THE INPUT>
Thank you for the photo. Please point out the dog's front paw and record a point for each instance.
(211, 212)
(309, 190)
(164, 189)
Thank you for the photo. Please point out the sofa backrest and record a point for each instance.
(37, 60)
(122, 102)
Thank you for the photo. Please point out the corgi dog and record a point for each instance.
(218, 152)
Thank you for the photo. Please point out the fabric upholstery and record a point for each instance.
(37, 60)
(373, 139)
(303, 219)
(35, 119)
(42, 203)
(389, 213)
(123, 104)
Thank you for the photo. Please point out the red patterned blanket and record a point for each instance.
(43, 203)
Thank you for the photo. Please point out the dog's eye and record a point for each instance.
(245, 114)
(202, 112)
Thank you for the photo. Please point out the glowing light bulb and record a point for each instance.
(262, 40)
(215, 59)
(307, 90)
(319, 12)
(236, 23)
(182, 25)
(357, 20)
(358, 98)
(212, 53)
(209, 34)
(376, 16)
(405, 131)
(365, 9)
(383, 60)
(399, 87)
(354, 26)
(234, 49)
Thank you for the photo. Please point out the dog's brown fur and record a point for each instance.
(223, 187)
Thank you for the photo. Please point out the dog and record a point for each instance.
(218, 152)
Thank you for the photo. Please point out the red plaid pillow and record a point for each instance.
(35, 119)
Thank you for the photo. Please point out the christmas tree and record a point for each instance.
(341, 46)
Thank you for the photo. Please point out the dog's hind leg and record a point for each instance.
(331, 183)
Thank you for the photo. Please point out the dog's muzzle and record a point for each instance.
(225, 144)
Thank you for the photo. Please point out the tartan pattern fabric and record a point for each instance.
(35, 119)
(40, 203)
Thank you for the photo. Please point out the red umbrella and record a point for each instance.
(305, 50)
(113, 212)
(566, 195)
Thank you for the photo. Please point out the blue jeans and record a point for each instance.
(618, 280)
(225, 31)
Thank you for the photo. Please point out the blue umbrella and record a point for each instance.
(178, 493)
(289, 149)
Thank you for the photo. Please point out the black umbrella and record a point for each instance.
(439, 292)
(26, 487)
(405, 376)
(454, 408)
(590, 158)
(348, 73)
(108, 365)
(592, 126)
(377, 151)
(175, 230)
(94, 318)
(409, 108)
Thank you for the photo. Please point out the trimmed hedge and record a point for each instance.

GIVEN TASK> Reproduce nothing but the lines from the line containing "Thank you for the photo. Please point out the dog's brown" to the last line of the data, each exactly as written.

TASK OUTPUT>
Thank you for the photo. Please point out the dog's brown fur and record a point for each instance.
(223, 187)
Thank you for the photo. Please point out the dog and record a point for each instance.
(218, 152)
Thank you for the photo. Please point out the red plaid pillow and record a point for each instance.
(35, 119)
Thank you for the photo. Please point out the christmas tree and record a point for each instance.
(341, 46)
Thank you for the photo. Please point out the dog's hind leg and record a point for each instance.
(331, 183)
Thank you for the photo. Please point out the dog's muzzle and record a point for each instance.
(225, 144)
Thank you for the photo. Please point out the tartan pattern fabric and record a point for each instance.
(35, 119)
(40, 203)
Thank you for the photo. Please point out the red umbrella and record a point for each instance.
(305, 50)
(113, 212)
(566, 195)
Thank you for the photo. Please point out the blue jeans and record a point for each instance.
(618, 280)
(225, 31)
Thank you for the photo. Please point out the blue umbrella and record a point for each instance.
(178, 493)
(289, 149)
Thank you for the photo. Please point out the black umbrella and record a point for each instance.
(439, 292)
(26, 487)
(405, 376)
(454, 408)
(590, 158)
(348, 73)
(108, 365)
(592, 126)
(377, 151)
(175, 230)
(94, 318)
(409, 108)
Thank you for the photo. Please point out the trimmed hedge and record a point for each instance.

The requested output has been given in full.